Stated goal | Present each line of the material below as an item in a numbered list, skipping any blank lines.

Extracted entries |
*-*-*

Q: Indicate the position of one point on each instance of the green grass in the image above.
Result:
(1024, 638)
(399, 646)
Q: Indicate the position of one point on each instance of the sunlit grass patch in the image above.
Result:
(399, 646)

*-*-*

Answer to the problem |
1. Q: Indicate the position of one point on each instance of the green grass in the image above.
2. Result:
3. (1024, 638)
4. (399, 646)
5. Q: Indicate the position of one point on each instance of the sunlit grass patch in the image above.
6. Result:
7. (399, 646)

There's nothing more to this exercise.